Looks like a duck, walks like a duck. So, why pretend we are not seeing another traffic ticket amnesty?

There’s an understandable tendency to defer to authority. At it’s worst, it means that people accept that all things done in the name of authority are good. It’s often manifested in reactions such as ‘rules are rules’. However, it’s good when ‘rules are rules’ are met by ‘well only some rules matter’ when applied by ‘the authorities’.

In recent weeks, we’ve seen a flurry of highly publicized instances of traffic infractions being sent to courts and the results are ‘interesting’. The police have done their part: fines have been issued and summons have been laid against those who are delinquent in paying them. Jamaica has gone through years of fines going unpaid and the police have flagged that they either cannot impose payment or the system of ticket was dysfunctional and didn’t permit a proper tracking of non-payment. This was well spelled out in a recent Gleaner editorial, What’s So Hard About Fixing Traffic Ticket System?. As the Gleaner reported then: ‘…national security ministry conceded that their Traffic Ticket Management System isn’t appropriately synchronised across agencies and that it is often not fed with correct information.’ We learned, also, that drivers sometimes went to pay fines and found they could not! Without going into the technicalities, that dysfunction seems to have been fixed. However, in light of previous enforcement problems, the authorities decided to ‘cut their losses’ by offering amnseties, which ‘cleaned’ the slate, in essence. But, there were financial wins for the authorities, during the last (2018) amnesty, if they collected J$700m concerning 300,000 tickets, that’s about $2300/ticket. Not a bad haul. However, set that against the J$5 billion, at the time of the 2012 amnesty, and J$2.84 billion during the last one. That’s a hefty discount offered by the State. But, as I have said, repeatedly, Jamaicans are extremely rational and naturally saw the bigger win for them in hoping for and then accepting amnesties. The simple truth, though, is that the country was forced to lose precious revenue and accept that law-breaking paid. That’s a truth that stretches far and bolsters the sense of impunity that has its worse manifestation in the crime ‘wave’ that seems to know no cure.

────────────────────────────────────────

> DESCRIPTION OF THE TASK: Reproduce word for word the entire commentary on traffic ticket amnesties in Jamaica. The listing plays no part in this work.

> RECORDED INFORMATION:
────────────────────────────────────────

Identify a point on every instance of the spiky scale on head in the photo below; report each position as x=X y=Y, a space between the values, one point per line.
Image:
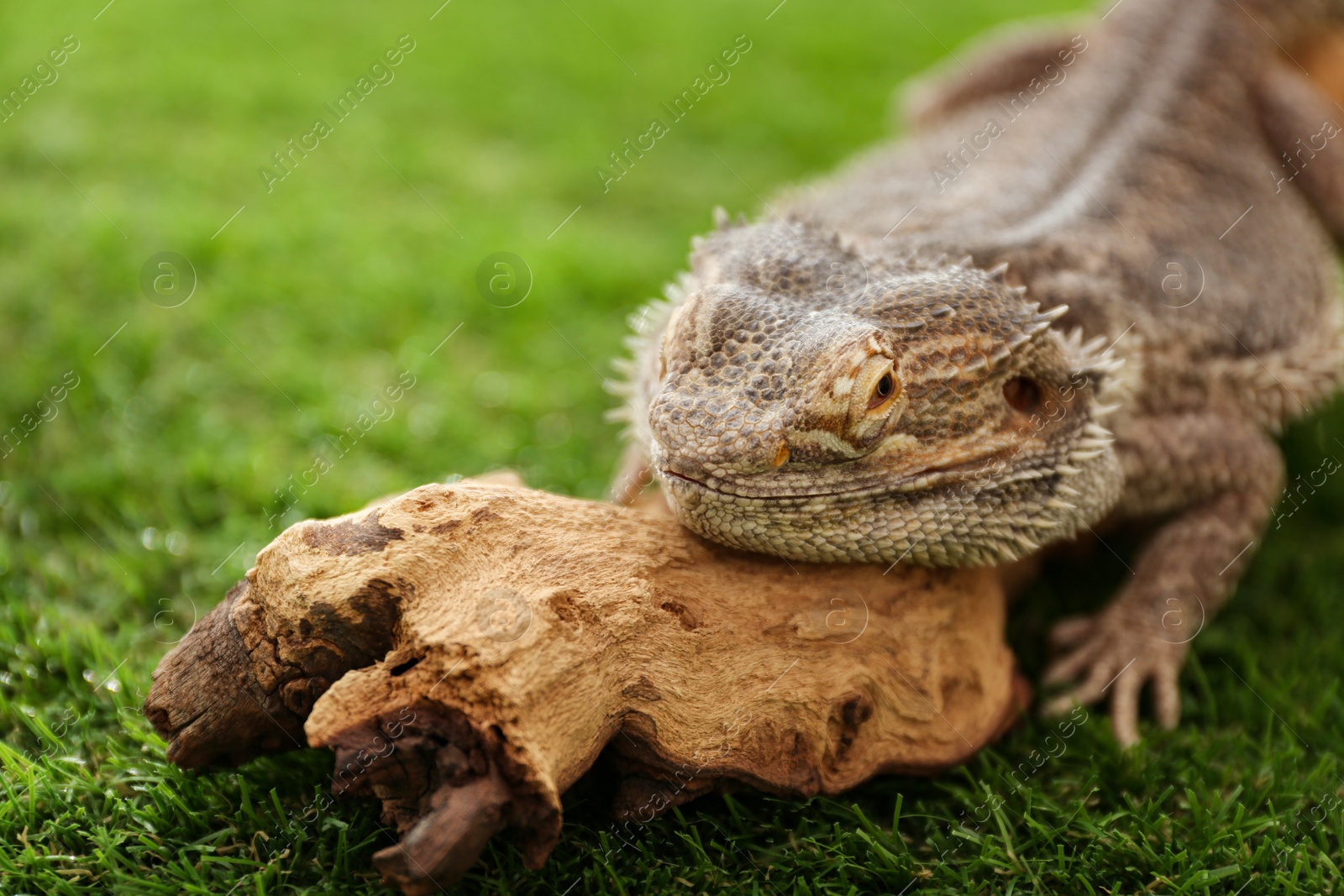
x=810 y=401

────────────────────────────────────────

> ANSWER TO THIS EXERCISE:
Looks like a duck, walks like a duck. So, why pretend we are not seeing another traffic ticket amnesty?

There’s an understandable tendency to defer to authority. At it’s worst, it means that people accept that all things done in the name of authority are good. It’s often manifested in reactions such as ‘rules are rules’. However, it’s good when ‘rules are rules’ are met by ‘well only some rules matter’ when applied by ‘the authorities’.

In recent weeks, we’ve seen a flurry of highly publicized instances of traffic infractions being sent to courts and the results are ‘interesting’. The police have done their part: fines have been issued and summons have been laid against those who are delinquent in paying them. Jamaica has gone through years of fines going unpaid and the police have flagged that they either cannot impose payment or the system of ticket was dysfunctional and didn’t permit a proper tracking of non-payment. This was well spelled out in a recent Gleaner editorial, What’s So Hard About Fixing Traffic Ticket System?. As the Gleaner reported then: ‘…national security ministry conceded that their Traffic Ticket Management System isn’t appropriately synchronised across agencies and that it is often not fed with correct information.’ We learned, also, that drivers sometimes went to pay fines and found they could not! Without going into the technicalities, that dysfunction seems to have been fixed. However, in light of previous enforcement problems, the authorities decided to ‘cut their losses’ by offering amnseties, which ‘cleaned’ the slate, in essence. But, there were financial wins for the authorities, during the last (2018) amnesty, if they collected J$700m concerning 300,000 tickets, that’s about $2300/ticket. Not a bad haul. However, set that against the J$5 billion, at the time of the 2012 amnesty, and J$2.84 billion during the last one. That’s a hefty discount offered by the State. But, as I have said, repeatedly, Jamaicans are extremely rational and naturally saw the bigger win for them in hoping for and then accepting amnesties. The simple truth, though, is that the country was forced to lose precious revenue and accept that law-breaking paid. That’s a truth that stretches far and bolsters the sense of impunity that has its worse manifestation in the crime ‘wave’ that seems to know no cure.